About this task:
Recreate the listing that follows line for line, without pictures.
■ ■ ■
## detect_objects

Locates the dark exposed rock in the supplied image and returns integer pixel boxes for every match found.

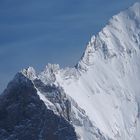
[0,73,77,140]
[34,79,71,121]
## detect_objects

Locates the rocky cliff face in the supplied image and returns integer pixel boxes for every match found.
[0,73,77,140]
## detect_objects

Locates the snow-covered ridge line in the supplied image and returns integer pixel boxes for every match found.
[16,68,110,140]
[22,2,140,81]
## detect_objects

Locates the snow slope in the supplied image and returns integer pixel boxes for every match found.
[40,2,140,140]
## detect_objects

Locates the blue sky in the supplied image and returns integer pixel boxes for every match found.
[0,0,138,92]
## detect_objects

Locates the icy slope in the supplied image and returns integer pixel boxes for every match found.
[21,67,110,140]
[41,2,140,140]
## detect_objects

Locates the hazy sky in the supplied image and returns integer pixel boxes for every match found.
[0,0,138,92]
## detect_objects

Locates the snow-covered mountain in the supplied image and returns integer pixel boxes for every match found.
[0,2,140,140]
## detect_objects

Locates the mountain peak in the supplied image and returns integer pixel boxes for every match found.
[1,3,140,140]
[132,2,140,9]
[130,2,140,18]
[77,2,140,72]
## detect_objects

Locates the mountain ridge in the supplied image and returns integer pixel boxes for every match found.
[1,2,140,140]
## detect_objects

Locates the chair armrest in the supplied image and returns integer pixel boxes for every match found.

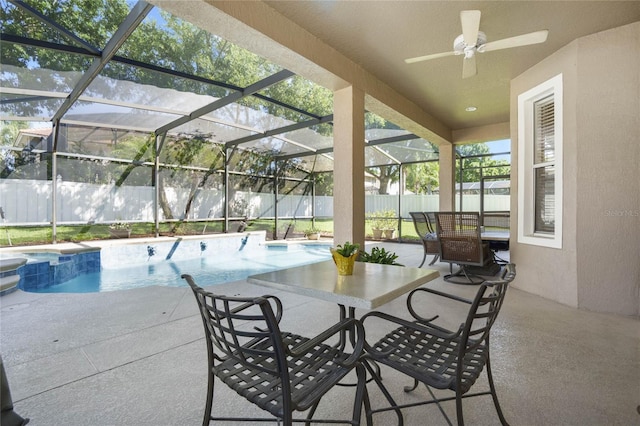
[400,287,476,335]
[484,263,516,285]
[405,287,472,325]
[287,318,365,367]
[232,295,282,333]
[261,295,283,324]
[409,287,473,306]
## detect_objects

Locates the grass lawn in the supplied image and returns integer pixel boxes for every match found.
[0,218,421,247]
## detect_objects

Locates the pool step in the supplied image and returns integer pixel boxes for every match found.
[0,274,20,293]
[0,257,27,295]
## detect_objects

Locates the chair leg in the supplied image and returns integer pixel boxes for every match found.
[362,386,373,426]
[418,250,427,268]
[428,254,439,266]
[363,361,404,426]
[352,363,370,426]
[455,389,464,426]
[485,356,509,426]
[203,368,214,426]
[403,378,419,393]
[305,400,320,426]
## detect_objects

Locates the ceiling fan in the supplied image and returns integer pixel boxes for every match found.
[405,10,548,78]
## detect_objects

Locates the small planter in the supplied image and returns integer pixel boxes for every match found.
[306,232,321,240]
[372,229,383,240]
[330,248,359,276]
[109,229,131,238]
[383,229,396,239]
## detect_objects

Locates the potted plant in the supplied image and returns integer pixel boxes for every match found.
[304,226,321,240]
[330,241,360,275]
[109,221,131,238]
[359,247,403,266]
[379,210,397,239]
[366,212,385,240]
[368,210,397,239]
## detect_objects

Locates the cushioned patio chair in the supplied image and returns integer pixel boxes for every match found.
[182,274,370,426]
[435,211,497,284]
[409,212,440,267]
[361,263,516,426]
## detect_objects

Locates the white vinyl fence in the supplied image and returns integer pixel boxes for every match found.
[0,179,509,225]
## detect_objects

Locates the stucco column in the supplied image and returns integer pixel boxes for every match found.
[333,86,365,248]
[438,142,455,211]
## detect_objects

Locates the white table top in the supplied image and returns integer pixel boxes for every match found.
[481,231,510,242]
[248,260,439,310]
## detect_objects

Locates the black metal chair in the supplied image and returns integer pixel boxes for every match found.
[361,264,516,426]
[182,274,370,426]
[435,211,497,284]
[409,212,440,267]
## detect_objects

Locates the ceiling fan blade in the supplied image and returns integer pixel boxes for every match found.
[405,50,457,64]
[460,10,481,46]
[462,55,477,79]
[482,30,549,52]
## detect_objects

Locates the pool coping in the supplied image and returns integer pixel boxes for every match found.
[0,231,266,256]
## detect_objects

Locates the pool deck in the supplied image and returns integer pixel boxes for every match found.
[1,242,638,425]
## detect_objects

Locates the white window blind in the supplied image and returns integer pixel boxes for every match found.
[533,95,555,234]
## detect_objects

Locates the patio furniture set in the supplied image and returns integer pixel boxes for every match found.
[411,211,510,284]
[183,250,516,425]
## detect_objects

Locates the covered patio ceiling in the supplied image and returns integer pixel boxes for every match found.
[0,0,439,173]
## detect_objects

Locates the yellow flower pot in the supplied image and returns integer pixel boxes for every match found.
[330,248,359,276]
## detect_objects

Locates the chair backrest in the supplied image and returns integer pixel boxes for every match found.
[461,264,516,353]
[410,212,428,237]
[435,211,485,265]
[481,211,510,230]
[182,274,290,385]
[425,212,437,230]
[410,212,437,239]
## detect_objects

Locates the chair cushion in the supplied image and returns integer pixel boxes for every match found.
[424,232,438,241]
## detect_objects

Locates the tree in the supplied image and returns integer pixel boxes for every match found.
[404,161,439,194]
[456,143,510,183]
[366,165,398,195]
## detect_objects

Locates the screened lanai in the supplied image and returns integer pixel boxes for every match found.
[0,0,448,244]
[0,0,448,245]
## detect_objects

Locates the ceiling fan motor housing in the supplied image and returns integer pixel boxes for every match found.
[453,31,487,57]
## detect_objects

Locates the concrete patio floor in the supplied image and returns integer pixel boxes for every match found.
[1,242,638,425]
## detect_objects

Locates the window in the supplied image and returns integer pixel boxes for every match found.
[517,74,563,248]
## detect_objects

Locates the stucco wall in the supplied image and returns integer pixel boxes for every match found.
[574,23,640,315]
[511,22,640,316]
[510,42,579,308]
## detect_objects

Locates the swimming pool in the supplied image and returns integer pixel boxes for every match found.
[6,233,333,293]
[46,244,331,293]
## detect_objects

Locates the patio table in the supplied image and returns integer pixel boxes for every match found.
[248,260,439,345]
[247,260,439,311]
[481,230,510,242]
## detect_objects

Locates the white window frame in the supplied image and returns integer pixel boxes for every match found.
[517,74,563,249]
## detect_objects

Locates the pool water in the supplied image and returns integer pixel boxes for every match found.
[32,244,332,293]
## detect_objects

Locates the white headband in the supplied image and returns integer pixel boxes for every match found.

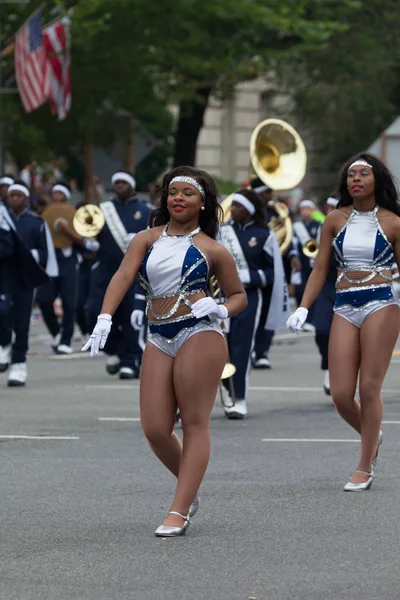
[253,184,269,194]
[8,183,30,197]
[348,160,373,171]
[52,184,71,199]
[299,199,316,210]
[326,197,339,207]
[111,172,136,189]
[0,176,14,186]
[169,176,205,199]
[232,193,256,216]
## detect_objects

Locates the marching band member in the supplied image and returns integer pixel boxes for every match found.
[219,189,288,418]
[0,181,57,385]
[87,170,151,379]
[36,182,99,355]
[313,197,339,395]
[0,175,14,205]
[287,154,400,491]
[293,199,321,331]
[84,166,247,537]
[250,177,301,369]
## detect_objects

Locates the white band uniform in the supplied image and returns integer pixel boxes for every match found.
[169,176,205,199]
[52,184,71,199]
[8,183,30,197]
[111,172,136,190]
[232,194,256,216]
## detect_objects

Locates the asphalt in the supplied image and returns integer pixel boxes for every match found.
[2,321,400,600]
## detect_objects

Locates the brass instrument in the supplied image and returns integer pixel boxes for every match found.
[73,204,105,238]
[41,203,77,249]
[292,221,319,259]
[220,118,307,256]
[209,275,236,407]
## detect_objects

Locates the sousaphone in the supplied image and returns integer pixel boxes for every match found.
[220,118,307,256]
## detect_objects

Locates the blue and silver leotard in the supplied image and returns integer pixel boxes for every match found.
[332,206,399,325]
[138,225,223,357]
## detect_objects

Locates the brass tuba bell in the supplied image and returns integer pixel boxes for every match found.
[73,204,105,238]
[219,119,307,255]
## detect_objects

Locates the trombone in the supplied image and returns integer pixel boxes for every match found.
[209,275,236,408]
■ ■ ■
Solution for this task:
## detect_objects

Locates the dark exposed rock in the supplied image and returns integer pixel boxes for every match found.

[0,73,77,140]
[34,79,71,121]
## detect_objects

Locates the rocky cliff face in the supplied image and returns integer pixel boxes for every match found.
[0,73,77,140]
## detect_objects

Locates the snow-covered ridge line in the supplied image and returns integer pixel boxes for every match found.
[16,68,110,140]
[22,2,140,81]
## detect_objects

Locates the snow slope in the supplied image and returns integer pixel boxes for every match found.
[40,2,140,140]
## detect_objects

Locates the blue sky in the supplied image and returns integer pixel boxes for every match found.
[0,0,138,92]
## detect_objects

Locates the icy slope in the supplied image and returns integer pixel boxes for every match found.
[21,67,110,140]
[41,2,140,140]
## detect_objects

Locates the hazy sky in the supplied image and returns integer pixel boxes for every match found.
[0,0,138,92]
## detect_objects

Locates the snow-covered mountain in the supplied image and returns integer pixel boxes for every match found.
[0,2,140,140]
## detect_objects

Locates the mountain peak in the supplied image and returns integer pixel boxes for every match found.
[1,3,140,140]
[132,2,140,9]
[130,2,140,18]
[77,2,140,72]
## detect_objects

Locates the mountain ridge in the supplied image and returns integer pixel boxes for every match found.
[1,2,140,140]
## detect_objects

Locates the chair armrest in the supplied image and returns integer pixel boxes for every match found.

[400,287,476,335]
[484,263,516,285]
[405,287,472,325]
[287,318,365,367]
[232,295,282,333]
[261,295,283,324]
[409,287,473,306]
## detect_objects

Locates the grass lawn in the supplied image and returns integer pixel boxes for every match found.
[0,218,421,247]
## detect_objects

Locates the pool step in the supplied image and returns integer pixel boxes for every match found.
[0,274,20,293]
[0,257,27,295]
## detect_objects

Locates the chair leg in the supplied image and returns integer pixel boxes for every match found.
[362,386,373,426]
[418,250,427,268]
[428,254,439,266]
[363,361,404,426]
[352,363,370,426]
[455,389,464,426]
[485,356,509,426]
[203,368,214,426]
[403,378,419,393]
[305,400,320,426]
## detect_objects

Locates the ceiling fan in the supplied image and returns integer pixel boxes for every match found.
[405,10,548,78]
## detect_objects

Locates the small planter in the supplied image and returns integer pixel boxes for every match found.
[306,232,321,240]
[372,229,383,240]
[330,248,359,276]
[109,229,131,238]
[383,229,396,239]
## detect_objects

Locates the potted plant in the supplied image and returns integer pixel boxes for every match found.
[304,226,321,240]
[330,241,360,275]
[109,221,131,238]
[359,247,403,266]
[379,210,397,239]
[366,212,385,240]
[368,210,397,239]
## detect_objects

Locates the cushioned patio chair in the supplied image and returns integer pixel boxes for every match found.
[182,274,370,426]
[435,211,497,284]
[409,212,440,267]
[361,263,516,426]
## detect_objects

Locates the white vinyl fence in the supplied image and returns integer pixel boxes for every match found.
[0,179,509,225]
## detect_objects

Locates the stucco column in the supplied image and returns integer pixel boxes for every match found.
[333,86,365,248]
[438,142,455,211]
## detect_objects

Locates the white table top in the supplied image and returns integer pixel boxes for every match found.
[481,231,510,242]
[248,260,439,310]
## detect_objects

Locates the black metal chair in the supplied image and returns integer pixel boxes for every match found.
[361,264,516,426]
[182,274,370,426]
[435,211,497,284]
[409,212,440,267]
## detect_objects

Locates the ceiling fan blade in the supplied image and returns integer pixel boxes for every match found.
[405,50,457,64]
[460,10,481,46]
[462,55,477,79]
[482,30,549,52]
## detect_objects

Locates the pool coping in the supplied image and returns integer pixel boxes for every match found.
[0,231,266,256]
## detect_objects

Locates the pool deck in the supplied image and returns integer pixel boxes for every match found.
[1,242,638,425]
## detect_objects

Locates the white window blind in the supplied image and returns integer pixel boxes for every match found.
[533,95,555,234]
## detect_objects

Locates the patio furniture set in the supplied image and returns integer pixel boxes for every match found.
[411,211,510,284]
[183,250,516,425]
## detect_objects

Locates the covered patio ceiling in the supplied image and returns integer pixel boxes for every match found.
[0,0,439,173]
## detect_objects

Locates the yellow flower pot in the supplied image and returns integer pixel boxes for every match found.
[330,248,359,276]
## detect_objects

Locates the chair backrest in the supplied image and returns integer pixel boxes for every match found.
[461,264,516,353]
[410,212,428,237]
[435,211,485,265]
[481,211,510,230]
[182,274,290,385]
[425,212,437,230]
[410,212,437,239]
## detect_objects

Locates the chair cushion in the supplied image and returns integer pixel boxes for every match found.
[424,232,438,241]
## detect_objects

Locates the tree in the supplied image and returns integer pixel boxes for every match found.
[404,161,439,194]
[456,143,510,183]
[366,165,398,195]
## detect_objects

Locates the screened lanai in the supplied image and returns integer pixel boxes for every match found.
[0,0,448,244]
[0,0,448,245]
## detect_objects

Locates the ceiling fan motor housing in the supplied image and returns integer pixel boxes for every match found.
[453,31,487,57]
## detect_objects

Locates the concrete patio floor in the supplied image and returns integer pixel boxes for every match found.
[1,242,638,425]
## detect_objects

Locates the window in the supplied image and returns integer pixel boxes for every match found.
[517,74,563,248]
## detect_objects

Locates the stucco wall in the supplied image and returns integer pixel boxes for every match found.
[574,23,640,315]
[511,22,640,316]
[510,42,579,308]
## detect_objects

Locates the swimming pool in the supplied image and returns integer pixel boxes for every match found.
[6,233,333,293]
[46,244,331,293]
## detect_objects

Locates the patio table in the supplied image and returns integer pixel boxes for every match found.
[248,260,439,345]
[247,260,439,311]
[481,230,510,242]
## detect_objects

Locates the white window frame in the supplied image and returns integer pixel boxes for every match found.
[517,74,563,249]
## detect_objects

Locates the pool water in the supplied image and returns integer pixel boxes for every match found.
[32,244,332,293]
## detect_objects

Locates the white headband in the supplied image and returns integer pixel boxes for every match found.

[253,184,269,194]
[8,183,30,197]
[348,160,373,171]
[52,184,71,199]
[299,199,316,210]
[326,197,339,207]
[111,172,136,189]
[0,176,14,186]
[169,176,205,199]
[232,193,256,216]
## detect_objects

Locates the marching band member in the supplied image and returns integer pixel boxes for every match found.
[219,189,288,418]
[0,181,57,385]
[87,170,151,379]
[36,182,99,355]
[313,197,339,395]
[0,175,14,205]
[287,154,400,491]
[293,199,321,331]
[84,166,247,537]
[250,177,301,369]
## detect_objects

Locates the white band uniform in the supplied image and returns integer pixel boxes for every match found.
[169,176,205,199]
[52,184,71,199]
[8,183,30,197]
[111,172,136,190]
[232,194,256,216]
## detect_objects

Locates the asphalt in the supplied image and returns integer pixel boxes for every match found.
[2,321,400,600]
## detect_objects

Locates the brass instrument in the supplied image and returns integer pixel boxes for every match found.
[73,204,105,238]
[41,203,77,249]
[292,221,319,259]
[220,118,307,256]
[209,275,236,407]
## detect_objects

Locates the sousaphone in the supplied image and returns integer pixel boxes for every match found.
[220,118,307,256]
## detect_objects

Locates the blue and silver leotard in the supplied image and returns integer pixel boxes for every match found.
[332,206,399,325]
[138,225,223,357]
## detect_objects

Locates the brass tuba bell in the supplied image and returns integer pixel boxes for every match found.
[73,204,105,238]
[219,119,307,255]
## detect_objects

Locates the trombone in the supplied image and returns integer pixel boxes for every match found.
[209,275,236,408]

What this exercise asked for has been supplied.